DIRECTION:
Give a JSON list of strings, one string per line and no blank lines, covering the data below from the line that contains "Reviewer note: confirm that each instance of the red" through the last line of the data.

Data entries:
*-*-*
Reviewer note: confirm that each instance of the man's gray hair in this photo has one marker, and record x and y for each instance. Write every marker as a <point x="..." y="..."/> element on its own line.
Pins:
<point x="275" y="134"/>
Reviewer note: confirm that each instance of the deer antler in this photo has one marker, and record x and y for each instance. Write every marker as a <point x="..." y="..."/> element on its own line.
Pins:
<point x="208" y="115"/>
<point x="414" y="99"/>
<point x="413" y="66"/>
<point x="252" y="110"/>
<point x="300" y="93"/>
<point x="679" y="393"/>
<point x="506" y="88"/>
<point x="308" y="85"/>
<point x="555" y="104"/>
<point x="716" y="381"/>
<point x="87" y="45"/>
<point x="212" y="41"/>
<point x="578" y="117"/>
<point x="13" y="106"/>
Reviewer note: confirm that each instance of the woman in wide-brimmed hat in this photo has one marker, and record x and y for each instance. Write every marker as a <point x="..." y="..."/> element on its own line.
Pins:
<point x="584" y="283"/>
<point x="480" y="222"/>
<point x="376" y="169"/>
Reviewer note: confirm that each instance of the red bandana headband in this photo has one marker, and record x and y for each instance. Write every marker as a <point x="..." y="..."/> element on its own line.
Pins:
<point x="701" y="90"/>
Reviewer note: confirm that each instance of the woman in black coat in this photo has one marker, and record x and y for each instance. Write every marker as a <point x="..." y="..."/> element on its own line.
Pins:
*-*-*
OUTPUT FOR THIS TASK:
[
  "Reviewer note: confirm that each instance of the red bandana headband in this photo has one marker, and record x and y for each instance. Write every marker as a <point x=\"...\" y=\"...\"/> element on its own line.",
  "Pins:",
  "<point x=\"701\" y=\"90\"/>",
  "Reviewer note: confirm that each instance of the woman in black coat in this photo has one marker, and record x and y for each instance. Write every marker as a <point x=\"...\" y=\"...\"/> element on its own line.",
  "Pins:"
]